--- BEGIN Excerpted text ---

While we prudently managed variables within our control - inventory investment, operating expenses and capital expenditures - in response to the deteriorating economic situation, we were unable to counteract the severe external pressures. As a result, we reported a decline in sales and gross margin, as well as considerable asset impairments and an income tax valuation allowance adjustment, resulting in a significant loss for the year. Given the outlook of continued recessionary factors, we anticipate another difficult year in 2009. Assumptions in our 2009 projections include:
• a comparable store sales decrease in the range of 6.5% to 9.0%;
• a reduction in other income;
• a gross margin rate of 35.5% to 36.0%;
• a reduction of $70.0 million in our SG&A expenses; and
• an effective tax rate of 0%.

--- END Excerpted text ---
--- BEGIN Given entries ---

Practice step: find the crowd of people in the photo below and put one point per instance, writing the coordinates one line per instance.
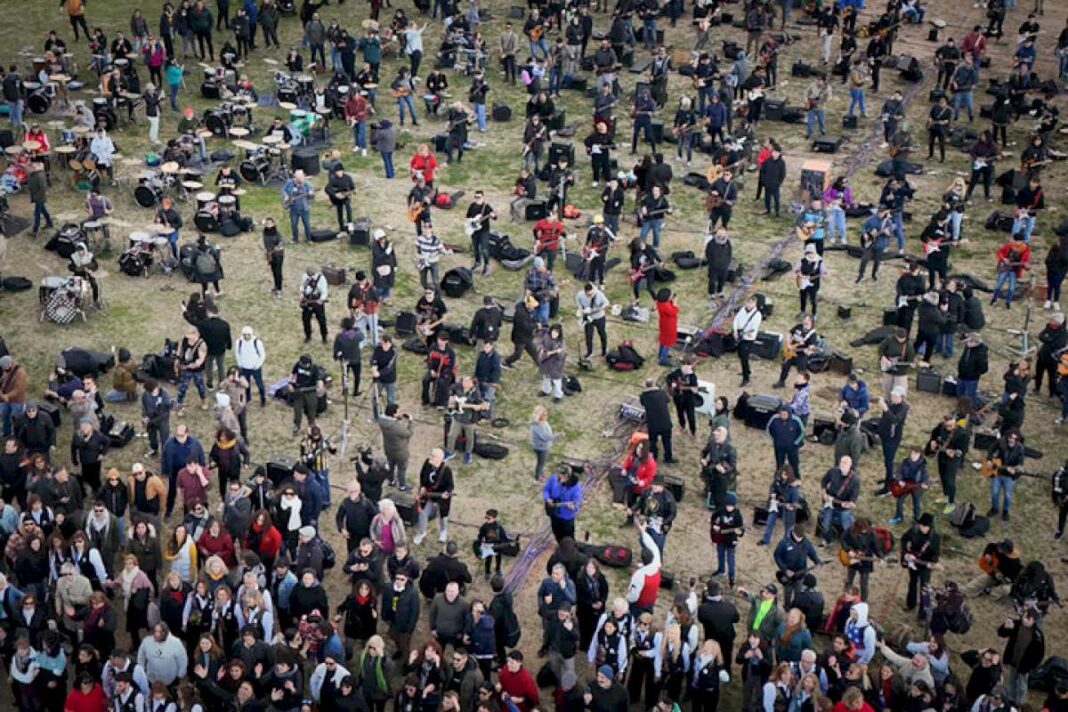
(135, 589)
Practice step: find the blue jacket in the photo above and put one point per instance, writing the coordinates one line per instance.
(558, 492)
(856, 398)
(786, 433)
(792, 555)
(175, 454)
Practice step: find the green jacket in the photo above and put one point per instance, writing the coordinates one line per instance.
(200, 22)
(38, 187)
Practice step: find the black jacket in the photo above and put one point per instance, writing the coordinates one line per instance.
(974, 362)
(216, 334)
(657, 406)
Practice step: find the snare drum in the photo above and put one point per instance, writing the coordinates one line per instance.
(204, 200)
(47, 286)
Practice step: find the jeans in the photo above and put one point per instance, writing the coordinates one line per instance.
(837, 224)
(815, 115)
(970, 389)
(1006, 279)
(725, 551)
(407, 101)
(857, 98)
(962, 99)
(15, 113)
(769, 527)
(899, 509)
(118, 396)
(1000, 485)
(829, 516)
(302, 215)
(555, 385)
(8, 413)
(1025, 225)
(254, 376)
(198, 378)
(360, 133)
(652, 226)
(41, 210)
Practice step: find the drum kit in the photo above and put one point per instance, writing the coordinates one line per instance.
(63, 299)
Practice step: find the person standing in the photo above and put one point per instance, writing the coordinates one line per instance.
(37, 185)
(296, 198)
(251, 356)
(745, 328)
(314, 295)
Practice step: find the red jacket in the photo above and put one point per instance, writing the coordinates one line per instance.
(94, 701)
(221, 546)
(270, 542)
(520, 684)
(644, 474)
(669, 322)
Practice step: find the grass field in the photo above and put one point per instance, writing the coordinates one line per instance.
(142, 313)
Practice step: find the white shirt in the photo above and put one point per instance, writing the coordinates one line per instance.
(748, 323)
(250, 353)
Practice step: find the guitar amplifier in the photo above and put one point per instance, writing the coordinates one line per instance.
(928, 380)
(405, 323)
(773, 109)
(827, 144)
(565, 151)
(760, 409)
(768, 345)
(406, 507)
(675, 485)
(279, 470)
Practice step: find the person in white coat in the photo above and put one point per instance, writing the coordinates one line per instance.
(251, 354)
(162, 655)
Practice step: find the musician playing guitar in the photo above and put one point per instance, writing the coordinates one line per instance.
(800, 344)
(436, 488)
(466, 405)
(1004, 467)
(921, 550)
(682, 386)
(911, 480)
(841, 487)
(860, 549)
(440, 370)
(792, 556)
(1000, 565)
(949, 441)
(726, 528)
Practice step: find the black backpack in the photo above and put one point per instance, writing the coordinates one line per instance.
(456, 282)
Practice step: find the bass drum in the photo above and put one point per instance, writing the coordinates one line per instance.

--- END Given entries ---

= Stated problem 1 =
Reproduce the portion of the financial outlook text between "While we prudently" and "rate of 0%.", inclusive.
= Stated problem 2 =
Using the financial outlook text, answer each of the following:
(a) What three variables within the writers' control were managed in response to the economic situation?
(b) What range of comparable store sales decrease is assumed for 2009?
(c) By how much are SG&A expenses projected to be reduced?
The records have no role in any of the work requested here.

= Answer 1 =
While we prudently managed variables within our control - inventory investment, operating expenses and capital expenditures - in response to the deteriorating economic situation, we were unable to counteract the severe external pressures. As a result, we reported a decline in sales and gross margin, as well as considerable asset impairments and an income tax valuation allowance adjustment, resulting in a significant loss for the year. Given the outlook of continued recessionary factors, we anticipate another difficult year in 2009. Assumptions in our 2009 projections include:
• a comparable store sales decrease in the range of 6.5% to 9.0%;
• a reduction in other income;
• a gross margin rate of 35.5% to 36.0%;
• a reduction of $70.0 million in our SG&A expenses; and
• an effective tax rate of 0%.

= Answer 2 =
(a) Inventory investment, operating expenses and capital expenditures.
(b) 6.5% to 9.0%.
(c) $70.0 million.